▶ [Las tareas]:
[a] Traduce al inglés esta oración del pasaje sobre los hurritas: «Los hititas llamaban a sus vecinos hurritas “Hurri”.»
[b] Continúa el pasaje sobre los hurritas y el reino de Mitanni a partir de su última oración.

▶ [Pasaje extraído]:

━━━━

Pero las sedes de su poder, los principales centros de las antiguas
rutas comerciales y sus más venerados santuarios se encontraban en
el corazón que había «entre los dos ríos», en la bíblica Naharayim.
Su capital más antigua (aún por descubrir) estaba en algún lugar a
orillas del río Khabur. Su principal centro comercial, junto al río
Balikh, era la bíblica Jarán, la ciudad en la que la familia del
patriarca Abraham se estableció en su camino desde Ur, en el sur de
Mesopotamia, hasta la Tierra de Canaán.
Documentos reales egipcios y mesopotámicos se referían al reino
hurrita como Mitanni, y lo trataban en pie de igualdad, como una
potencia cuya influencia iba más allá de sus fronteras inmediatas.
Los hititas llamaban a sus vecinos hurritas «Hurri». Sin embargo,
algunos expertos han señalado que esta palabra también se podría
leer como «Har» y (como G. Contenau en La Civilisation des Hittites
et des Hurrites du Mitanni) han sugerido la posibilidad de que, en
el nombre «Harri», «uno ve el nombre 'Ary' o arios de este pueblo».

━━━━

▶ [Ítems extraídos]:
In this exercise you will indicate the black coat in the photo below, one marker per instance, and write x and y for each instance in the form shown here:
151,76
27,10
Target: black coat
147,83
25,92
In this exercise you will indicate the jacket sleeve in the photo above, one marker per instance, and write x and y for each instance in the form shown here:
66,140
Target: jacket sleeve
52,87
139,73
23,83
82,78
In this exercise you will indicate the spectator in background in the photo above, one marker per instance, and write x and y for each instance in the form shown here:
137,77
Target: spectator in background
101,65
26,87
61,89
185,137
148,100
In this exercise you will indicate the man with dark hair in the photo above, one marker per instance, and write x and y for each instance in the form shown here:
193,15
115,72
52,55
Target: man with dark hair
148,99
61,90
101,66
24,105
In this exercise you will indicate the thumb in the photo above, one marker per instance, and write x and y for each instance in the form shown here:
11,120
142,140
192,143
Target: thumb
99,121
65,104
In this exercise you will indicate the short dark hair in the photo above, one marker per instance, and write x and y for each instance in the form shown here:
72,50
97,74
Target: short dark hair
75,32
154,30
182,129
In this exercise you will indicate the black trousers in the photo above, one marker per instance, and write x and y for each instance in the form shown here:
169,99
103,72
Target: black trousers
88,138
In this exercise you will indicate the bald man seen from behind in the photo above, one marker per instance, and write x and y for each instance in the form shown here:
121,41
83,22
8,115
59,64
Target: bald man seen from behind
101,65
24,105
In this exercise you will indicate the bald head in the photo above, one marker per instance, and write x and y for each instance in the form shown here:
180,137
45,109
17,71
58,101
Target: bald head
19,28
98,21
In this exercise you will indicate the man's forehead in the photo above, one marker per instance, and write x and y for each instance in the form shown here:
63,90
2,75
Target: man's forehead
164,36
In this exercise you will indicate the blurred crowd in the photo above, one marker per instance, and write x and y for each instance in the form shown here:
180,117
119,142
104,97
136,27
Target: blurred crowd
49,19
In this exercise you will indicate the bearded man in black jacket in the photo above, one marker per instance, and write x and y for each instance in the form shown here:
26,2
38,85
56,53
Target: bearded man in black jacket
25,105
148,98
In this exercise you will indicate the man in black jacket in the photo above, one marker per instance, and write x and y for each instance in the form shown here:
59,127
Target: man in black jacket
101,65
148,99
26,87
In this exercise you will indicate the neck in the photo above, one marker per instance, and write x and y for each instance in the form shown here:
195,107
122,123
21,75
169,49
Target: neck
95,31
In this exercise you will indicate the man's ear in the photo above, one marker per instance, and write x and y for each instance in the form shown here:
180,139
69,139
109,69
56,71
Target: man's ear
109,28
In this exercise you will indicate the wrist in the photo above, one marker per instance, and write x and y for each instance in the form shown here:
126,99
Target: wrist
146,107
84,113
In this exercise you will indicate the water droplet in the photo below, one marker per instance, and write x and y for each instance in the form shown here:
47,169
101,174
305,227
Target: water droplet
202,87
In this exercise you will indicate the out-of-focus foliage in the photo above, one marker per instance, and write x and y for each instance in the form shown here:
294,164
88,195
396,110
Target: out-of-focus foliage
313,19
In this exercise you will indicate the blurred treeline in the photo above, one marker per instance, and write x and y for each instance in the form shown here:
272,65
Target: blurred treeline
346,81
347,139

━━━━

▶ [Respuestas por tarea]:
[a] The Hittites called their Hurrian neighbors "Hurri."

[b]
No hay duda de que los hurritas eran de origen ario o indoeuropeo.
En sus inscripciones, invocaban a varias de sus deidades por sus
nombres védicos «arios», sus reyes llevaban nombres indoeuropeos y
su terminología militar y caballeresca derivaba del indoeuropeo. B. Hrozny, que en la década de 1920 dirigió un trabajo para desentrañar
los registros hititas y hurritas, fue incluso más lejos al llamar a
los hurritas «los más antiguos de los hindúes».
Los hurritas dominaron cultural y religiosamente a los hititas. Los
textos mitológicos hititas han resultado ser de procedencia hurrita,
e incluso los relatos épicos de los héroes prehistóricos semidivinos
eran de origen hurrita. Ya no existen dudas: los hititas adquirieron
de los hurritas su cosmología, sus «mitos», sus dioses y su panteón
de doce.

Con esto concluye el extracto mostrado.